Como siempre, empezaré estas líneas acudiendo al diccionario, a mi querido diccionario. El verbo desayunar está formado por el prefijo «des-», que denota negación o inversión del significado de la palabra a la que va antepuesto, y «ayunar», que procede del verbo latino ieiunare, que significa «privarse de comer, vacío de alimentos». En sentido figurado, desayunar es aliviar ese vacío que la noche ha cavado durante el sueño, y ese espacio hay que llenarlo no solo con alimentos.

Se trata de decidir cómo quieres comenzar tu día, de elegir el sabor que acompañará tus pasos hasta que se ponga el sol.

Desayunos sin prisa con esa amiga con la que compartes secretos y en los que las cifras de tu edad juegan al despiste y cuando te das cuenta tus 51 se han intercambiado sus chaquetas y se han convertido en 15, e inexplicablemente tu comportamiento también te traiciona y te descubres riendo como una adolescente, como si lo único importante en la vida fueran ese momento y ese lugar.
------------------------------------------------
- CONSIGNA DADA
Copia el texto sobre el desayuno desde las palabras que contienen "Desayunos sin prisa" hasta terminar en "y ese lugar.", y cambia "amiga" por "hermana".

Registros del conjunto de datos de señalamiento:
------------------------------------------------
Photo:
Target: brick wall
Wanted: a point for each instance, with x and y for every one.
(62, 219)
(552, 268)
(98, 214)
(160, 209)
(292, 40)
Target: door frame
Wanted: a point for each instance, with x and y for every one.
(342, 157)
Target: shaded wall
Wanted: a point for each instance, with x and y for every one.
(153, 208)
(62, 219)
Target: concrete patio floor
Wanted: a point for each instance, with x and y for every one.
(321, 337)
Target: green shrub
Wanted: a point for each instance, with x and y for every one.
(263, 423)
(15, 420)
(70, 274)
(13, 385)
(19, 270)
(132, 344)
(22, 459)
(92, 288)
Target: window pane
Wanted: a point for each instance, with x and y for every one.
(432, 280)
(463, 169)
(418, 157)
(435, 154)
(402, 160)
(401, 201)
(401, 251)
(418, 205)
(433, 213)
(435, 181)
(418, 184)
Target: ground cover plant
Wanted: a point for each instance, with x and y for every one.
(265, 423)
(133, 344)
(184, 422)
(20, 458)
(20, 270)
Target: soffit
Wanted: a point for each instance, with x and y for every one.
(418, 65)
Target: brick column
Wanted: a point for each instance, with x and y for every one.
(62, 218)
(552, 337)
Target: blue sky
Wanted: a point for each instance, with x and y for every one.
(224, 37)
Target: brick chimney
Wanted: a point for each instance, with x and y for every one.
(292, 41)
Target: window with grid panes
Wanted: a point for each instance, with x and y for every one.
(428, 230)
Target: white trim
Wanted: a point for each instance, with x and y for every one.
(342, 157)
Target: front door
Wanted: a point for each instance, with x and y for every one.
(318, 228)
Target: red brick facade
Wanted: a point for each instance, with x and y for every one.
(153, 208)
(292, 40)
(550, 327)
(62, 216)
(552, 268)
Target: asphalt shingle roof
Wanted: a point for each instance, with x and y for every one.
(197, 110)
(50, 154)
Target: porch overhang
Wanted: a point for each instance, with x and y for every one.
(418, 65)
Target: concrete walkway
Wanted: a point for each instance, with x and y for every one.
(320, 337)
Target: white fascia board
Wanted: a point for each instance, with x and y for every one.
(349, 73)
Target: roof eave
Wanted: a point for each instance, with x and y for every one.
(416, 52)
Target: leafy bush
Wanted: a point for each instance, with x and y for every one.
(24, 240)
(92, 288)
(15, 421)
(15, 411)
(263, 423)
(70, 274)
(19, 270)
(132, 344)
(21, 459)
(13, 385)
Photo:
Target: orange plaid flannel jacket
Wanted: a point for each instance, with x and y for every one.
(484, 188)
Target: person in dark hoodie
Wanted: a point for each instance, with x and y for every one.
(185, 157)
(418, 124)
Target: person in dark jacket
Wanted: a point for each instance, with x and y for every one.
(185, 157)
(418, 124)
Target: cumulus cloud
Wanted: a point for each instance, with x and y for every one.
------------------------------------------------
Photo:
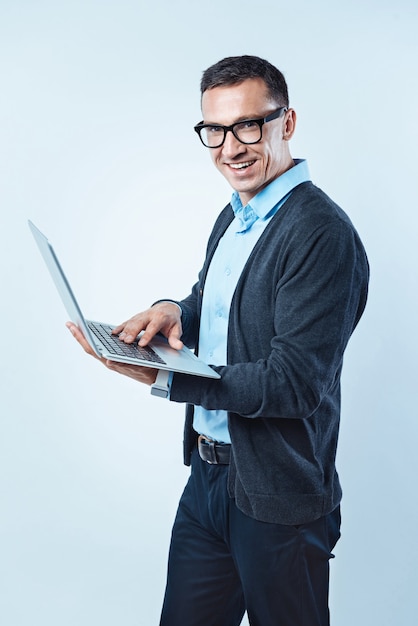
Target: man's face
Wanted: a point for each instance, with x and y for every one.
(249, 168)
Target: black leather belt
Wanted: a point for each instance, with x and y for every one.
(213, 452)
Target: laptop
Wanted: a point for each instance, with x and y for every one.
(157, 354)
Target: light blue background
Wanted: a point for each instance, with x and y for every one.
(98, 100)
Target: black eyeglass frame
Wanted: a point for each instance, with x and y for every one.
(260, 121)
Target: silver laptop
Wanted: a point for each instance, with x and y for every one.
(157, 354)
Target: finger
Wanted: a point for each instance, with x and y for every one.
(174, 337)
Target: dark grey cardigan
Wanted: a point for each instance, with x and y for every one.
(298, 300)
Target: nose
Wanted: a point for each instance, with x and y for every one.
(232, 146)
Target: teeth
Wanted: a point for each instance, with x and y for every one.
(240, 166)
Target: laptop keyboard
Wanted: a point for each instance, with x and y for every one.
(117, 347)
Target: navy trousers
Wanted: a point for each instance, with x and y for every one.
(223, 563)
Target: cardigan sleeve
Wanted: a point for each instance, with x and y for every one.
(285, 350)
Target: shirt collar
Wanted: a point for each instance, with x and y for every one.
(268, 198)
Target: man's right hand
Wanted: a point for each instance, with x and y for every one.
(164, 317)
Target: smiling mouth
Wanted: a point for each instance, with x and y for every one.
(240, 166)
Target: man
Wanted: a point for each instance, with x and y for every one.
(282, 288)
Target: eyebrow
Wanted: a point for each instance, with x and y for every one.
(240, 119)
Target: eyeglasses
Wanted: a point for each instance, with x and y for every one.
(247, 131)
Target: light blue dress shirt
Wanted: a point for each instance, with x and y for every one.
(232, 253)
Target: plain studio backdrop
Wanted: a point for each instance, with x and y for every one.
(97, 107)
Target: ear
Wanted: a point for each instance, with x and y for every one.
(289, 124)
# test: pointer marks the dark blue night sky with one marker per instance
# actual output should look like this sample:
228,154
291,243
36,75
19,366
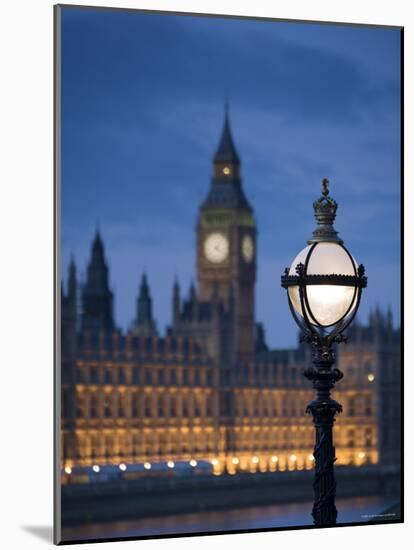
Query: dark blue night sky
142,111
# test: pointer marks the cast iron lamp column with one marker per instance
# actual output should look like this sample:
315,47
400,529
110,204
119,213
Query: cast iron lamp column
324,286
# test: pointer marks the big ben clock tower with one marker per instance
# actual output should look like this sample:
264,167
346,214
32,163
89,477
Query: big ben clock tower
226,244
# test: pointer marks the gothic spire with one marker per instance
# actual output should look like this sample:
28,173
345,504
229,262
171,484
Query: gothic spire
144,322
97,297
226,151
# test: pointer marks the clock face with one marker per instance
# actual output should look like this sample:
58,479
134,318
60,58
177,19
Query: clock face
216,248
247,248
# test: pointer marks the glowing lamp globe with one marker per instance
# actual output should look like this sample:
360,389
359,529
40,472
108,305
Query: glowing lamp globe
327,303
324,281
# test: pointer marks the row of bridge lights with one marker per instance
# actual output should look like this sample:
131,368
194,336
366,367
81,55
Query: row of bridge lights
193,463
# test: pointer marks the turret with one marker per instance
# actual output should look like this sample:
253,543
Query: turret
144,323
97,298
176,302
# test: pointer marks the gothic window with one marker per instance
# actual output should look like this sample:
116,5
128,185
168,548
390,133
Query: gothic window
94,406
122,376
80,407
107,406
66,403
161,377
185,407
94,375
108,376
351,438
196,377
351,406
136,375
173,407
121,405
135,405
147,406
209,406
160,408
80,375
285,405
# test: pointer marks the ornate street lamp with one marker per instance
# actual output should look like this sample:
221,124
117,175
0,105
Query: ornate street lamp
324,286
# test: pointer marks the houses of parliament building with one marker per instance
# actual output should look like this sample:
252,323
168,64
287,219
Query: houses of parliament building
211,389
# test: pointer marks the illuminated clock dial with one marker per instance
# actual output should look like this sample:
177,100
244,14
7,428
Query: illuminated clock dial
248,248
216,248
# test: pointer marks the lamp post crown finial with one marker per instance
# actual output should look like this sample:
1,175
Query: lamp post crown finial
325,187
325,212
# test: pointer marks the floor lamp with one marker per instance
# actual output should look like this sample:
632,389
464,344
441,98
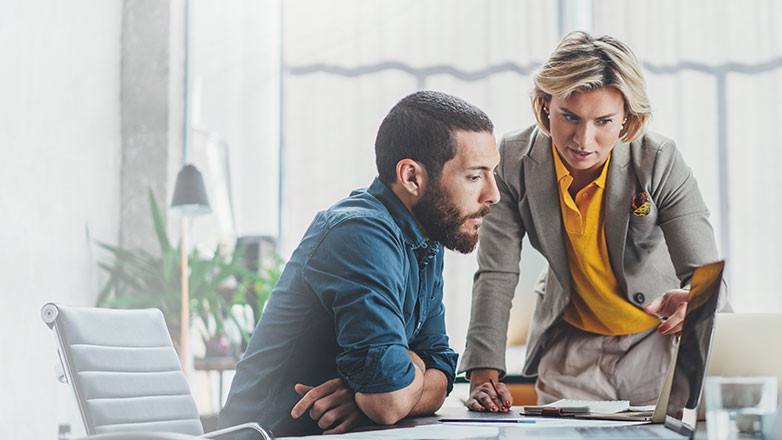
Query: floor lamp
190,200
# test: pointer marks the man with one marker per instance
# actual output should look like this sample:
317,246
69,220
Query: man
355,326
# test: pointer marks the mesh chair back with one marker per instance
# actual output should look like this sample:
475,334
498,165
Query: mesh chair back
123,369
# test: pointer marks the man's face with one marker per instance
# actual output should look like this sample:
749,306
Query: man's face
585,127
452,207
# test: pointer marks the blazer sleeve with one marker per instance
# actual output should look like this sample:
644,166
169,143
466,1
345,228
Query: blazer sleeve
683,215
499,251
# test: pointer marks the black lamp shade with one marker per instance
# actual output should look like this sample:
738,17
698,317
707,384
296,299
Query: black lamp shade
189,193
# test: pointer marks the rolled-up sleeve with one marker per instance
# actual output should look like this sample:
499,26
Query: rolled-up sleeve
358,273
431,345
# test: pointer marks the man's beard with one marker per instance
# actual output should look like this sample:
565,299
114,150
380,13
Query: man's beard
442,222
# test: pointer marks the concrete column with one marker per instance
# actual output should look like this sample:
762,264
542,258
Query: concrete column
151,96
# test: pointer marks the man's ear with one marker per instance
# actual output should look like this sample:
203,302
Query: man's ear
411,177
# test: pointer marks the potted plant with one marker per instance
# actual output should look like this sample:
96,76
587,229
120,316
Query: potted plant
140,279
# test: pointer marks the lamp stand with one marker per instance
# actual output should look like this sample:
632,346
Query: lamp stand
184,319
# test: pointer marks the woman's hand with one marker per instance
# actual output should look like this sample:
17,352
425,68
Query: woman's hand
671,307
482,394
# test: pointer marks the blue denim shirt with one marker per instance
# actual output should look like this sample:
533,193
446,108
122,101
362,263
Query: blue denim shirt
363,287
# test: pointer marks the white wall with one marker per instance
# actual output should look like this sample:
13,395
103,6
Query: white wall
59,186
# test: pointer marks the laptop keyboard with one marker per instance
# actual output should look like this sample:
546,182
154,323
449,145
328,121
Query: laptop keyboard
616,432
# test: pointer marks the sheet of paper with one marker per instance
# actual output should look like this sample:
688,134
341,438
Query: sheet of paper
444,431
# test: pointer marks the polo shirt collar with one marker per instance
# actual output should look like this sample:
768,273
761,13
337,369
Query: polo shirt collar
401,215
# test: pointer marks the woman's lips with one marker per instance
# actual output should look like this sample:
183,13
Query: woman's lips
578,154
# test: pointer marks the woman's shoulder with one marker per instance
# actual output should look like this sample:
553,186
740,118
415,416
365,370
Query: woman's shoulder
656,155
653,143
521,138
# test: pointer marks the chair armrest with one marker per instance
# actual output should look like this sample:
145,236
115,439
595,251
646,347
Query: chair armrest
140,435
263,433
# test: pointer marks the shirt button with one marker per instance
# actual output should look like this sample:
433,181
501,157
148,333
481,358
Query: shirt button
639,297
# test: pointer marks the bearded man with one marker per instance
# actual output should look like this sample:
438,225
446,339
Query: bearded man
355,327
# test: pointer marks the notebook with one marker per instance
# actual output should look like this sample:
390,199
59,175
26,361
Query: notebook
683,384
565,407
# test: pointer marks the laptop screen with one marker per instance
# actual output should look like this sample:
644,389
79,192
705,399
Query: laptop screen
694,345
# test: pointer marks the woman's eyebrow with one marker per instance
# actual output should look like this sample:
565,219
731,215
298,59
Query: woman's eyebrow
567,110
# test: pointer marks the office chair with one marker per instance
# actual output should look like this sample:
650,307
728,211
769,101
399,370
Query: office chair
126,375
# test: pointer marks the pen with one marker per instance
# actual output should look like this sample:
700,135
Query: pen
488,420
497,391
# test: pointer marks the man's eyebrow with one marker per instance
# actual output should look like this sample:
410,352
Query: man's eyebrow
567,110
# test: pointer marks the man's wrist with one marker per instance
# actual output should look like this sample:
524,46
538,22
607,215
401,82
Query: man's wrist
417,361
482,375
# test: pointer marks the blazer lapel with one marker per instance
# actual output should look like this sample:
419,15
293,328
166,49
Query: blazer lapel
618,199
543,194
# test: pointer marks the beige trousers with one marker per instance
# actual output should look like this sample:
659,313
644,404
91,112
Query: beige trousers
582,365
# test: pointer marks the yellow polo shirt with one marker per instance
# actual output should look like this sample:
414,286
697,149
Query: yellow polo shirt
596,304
------------------------------------------------
- SOLUCIÓN DE LA TAREA
Desayunos sin prisa con esa hermana con la que compartes secretos y en los que las cifras de tu edad juegan al despiste y cuando te das cuenta tus 51 se han intercambiado sus chaquetas y se han convertido en 15, e inexplicablemente tu comportamiento también te traiciona y te descubres riendo como una adolescente, como si lo único importante en la vida fueran ese momento y ese lugar.